DESCRIPTION OF THE TASK – In full and word for word, return the listing that follows.

RECORDS PROVIDED –
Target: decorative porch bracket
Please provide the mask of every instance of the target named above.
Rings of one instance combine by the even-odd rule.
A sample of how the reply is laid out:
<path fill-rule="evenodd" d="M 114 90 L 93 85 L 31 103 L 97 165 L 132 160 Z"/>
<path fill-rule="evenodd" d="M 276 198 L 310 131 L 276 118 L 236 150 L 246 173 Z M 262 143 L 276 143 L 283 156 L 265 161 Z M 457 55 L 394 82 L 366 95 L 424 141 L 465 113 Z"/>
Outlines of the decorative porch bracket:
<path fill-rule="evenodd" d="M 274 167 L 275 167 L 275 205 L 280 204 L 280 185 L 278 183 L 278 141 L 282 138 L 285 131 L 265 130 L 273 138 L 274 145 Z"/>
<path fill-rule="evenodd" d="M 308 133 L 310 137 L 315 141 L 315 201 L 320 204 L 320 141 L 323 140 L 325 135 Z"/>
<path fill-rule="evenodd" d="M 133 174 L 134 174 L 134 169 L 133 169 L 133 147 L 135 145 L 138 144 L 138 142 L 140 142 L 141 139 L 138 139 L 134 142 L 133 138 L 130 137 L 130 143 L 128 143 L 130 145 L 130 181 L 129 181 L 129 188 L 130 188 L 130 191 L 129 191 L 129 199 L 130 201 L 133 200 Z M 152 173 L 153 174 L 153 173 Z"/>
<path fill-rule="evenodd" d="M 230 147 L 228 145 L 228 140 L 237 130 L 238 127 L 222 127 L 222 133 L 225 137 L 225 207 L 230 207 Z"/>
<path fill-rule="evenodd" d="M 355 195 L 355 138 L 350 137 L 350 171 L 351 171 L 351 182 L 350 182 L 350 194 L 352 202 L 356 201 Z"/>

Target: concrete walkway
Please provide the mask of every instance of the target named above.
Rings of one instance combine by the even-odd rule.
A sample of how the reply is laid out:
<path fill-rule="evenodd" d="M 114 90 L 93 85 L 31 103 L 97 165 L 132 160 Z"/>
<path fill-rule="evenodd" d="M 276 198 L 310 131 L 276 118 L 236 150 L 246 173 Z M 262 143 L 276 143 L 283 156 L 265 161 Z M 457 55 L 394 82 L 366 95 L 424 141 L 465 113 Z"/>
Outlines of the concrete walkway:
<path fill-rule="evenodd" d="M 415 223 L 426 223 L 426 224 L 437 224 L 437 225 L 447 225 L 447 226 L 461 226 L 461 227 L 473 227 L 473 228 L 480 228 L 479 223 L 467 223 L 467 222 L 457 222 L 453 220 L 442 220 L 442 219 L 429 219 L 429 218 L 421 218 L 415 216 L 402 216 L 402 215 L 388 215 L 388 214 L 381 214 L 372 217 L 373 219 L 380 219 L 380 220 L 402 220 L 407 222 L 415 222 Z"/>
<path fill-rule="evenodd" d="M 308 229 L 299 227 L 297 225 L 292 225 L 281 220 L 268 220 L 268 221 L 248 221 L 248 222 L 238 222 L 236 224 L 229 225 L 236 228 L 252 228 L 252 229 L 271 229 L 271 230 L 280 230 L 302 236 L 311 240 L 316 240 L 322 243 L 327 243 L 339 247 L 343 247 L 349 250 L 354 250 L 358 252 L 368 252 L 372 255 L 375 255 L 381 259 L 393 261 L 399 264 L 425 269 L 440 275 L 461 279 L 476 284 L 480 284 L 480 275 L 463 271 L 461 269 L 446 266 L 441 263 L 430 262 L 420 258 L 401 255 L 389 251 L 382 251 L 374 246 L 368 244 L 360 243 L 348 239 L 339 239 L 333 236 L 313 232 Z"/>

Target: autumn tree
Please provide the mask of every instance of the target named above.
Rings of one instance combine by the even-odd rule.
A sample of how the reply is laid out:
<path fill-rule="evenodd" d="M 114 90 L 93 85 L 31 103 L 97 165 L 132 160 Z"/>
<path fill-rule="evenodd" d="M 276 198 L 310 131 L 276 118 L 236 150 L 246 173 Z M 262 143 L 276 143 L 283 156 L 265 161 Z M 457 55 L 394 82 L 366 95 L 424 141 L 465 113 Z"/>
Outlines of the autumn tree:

RESPONSE BOX –
Target: decorative porch bracket
Please provide the mask of every instance of the target named above.
Rings of one instance combine by the even-odd rule.
A sample of how the reply is laid out:
<path fill-rule="evenodd" d="M 114 90 L 93 85 L 31 103 L 97 165 L 132 160 Z"/>
<path fill-rule="evenodd" d="M 276 198 L 310 131 L 276 118 L 236 150 L 246 173 Z M 262 143 L 276 143 L 283 156 L 265 161 Z M 457 55 L 394 82 L 366 95 L 424 141 L 465 113 Z"/>
Outlines of the decorative porch bracket:
<path fill-rule="evenodd" d="M 274 167 L 275 167 L 275 205 L 280 204 L 280 185 L 278 183 L 278 141 L 282 138 L 285 131 L 265 130 L 273 138 L 274 145 Z"/>
<path fill-rule="evenodd" d="M 308 133 L 310 137 L 315 141 L 315 201 L 320 204 L 320 141 L 323 140 L 325 135 Z"/>
<path fill-rule="evenodd" d="M 133 174 L 134 174 L 134 169 L 133 169 L 133 147 L 135 145 L 138 144 L 138 142 L 140 142 L 141 139 L 138 139 L 134 142 L 133 138 L 130 137 L 130 143 L 128 143 L 130 145 L 130 181 L 129 181 L 129 188 L 130 188 L 130 191 L 129 191 L 129 199 L 130 201 L 133 200 Z M 152 173 L 153 174 L 153 173 Z"/>
<path fill-rule="evenodd" d="M 230 147 L 228 145 L 228 140 L 237 130 L 238 127 L 222 127 L 222 133 L 225 137 L 225 207 L 230 207 Z"/>
<path fill-rule="evenodd" d="M 355 195 L 355 138 L 350 137 L 350 171 L 351 171 L 351 182 L 350 182 L 350 194 L 352 202 L 356 201 Z"/>

Target: concrete walkway
Please provide the mask of every instance of the target named above.
Rings of one instance combine by the even-odd rule.
A sample of how the reply is laid out:
<path fill-rule="evenodd" d="M 114 90 L 93 85 L 31 103 L 97 165 L 132 160 Z"/>
<path fill-rule="evenodd" d="M 276 198 L 310 131 L 276 118 L 236 150 L 246 173 Z M 262 143 L 276 143 L 283 156 L 265 161 Z M 457 55 L 394 82 L 366 95 L 424 141 L 465 113 Z"/>
Outlines of the concrete walkway:
<path fill-rule="evenodd" d="M 415 223 L 426 223 L 426 224 L 437 224 L 437 225 L 447 225 L 447 226 L 461 226 L 461 227 L 473 227 L 473 228 L 480 228 L 479 223 L 467 223 L 467 222 L 457 222 L 453 220 L 442 220 L 442 219 L 429 219 L 429 218 L 421 218 L 415 216 L 402 216 L 402 215 L 388 215 L 388 214 L 381 214 L 372 217 L 373 219 L 380 219 L 380 220 L 402 220 L 407 222 L 415 222 Z"/>
<path fill-rule="evenodd" d="M 308 229 L 299 227 L 297 225 L 292 225 L 281 220 L 268 220 L 268 221 L 248 221 L 248 222 L 238 222 L 236 224 L 229 225 L 236 228 L 252 228 L 252 229 L 271 229 L 271 230 L 280 230 L 302 236 L 311 240 L 316 240 L 322 243 L 327 243 L 339 247 L 343 247 L 349 250 L 354 250 L 358 252 L 368 252 L 372 255 L 375 255 L 381 259 L 393 261 L 399 264 L 425 269 L 440 275 L 461 279 L 476 284 L 480 284 L 480 275 L 463 271 L 461 269 L 446 266 L 441 263 L 430 262 L 420 258 L 401 255 L 389 251 L 382 251 L 374 246 L 368 244 L 360 243 L 348 239 L 339 239 L 333 236 L 313 232 Z"/>

Target: autumn tree
Please provide the mask of every instance of the target named above.
Rings of one instance combine by the even-odd rule.
A sample of how the reply is laid out:
<path fill-rule="evenodd" d="M 114 90 L 93 85 L 31 103 L 97 165 L 132 160 Z"/>
<path fill-rule="evenodd" d="M 276 198 L 310 131 L 276 118 L 236 150 L 246 173 Z M 262 143 L 276 143 L 283 156 L 265 161 Z M 457 55 L 394 82 L 366 95 L 424 141 L 465 113 Z"/>
Outlines of the autumn tree:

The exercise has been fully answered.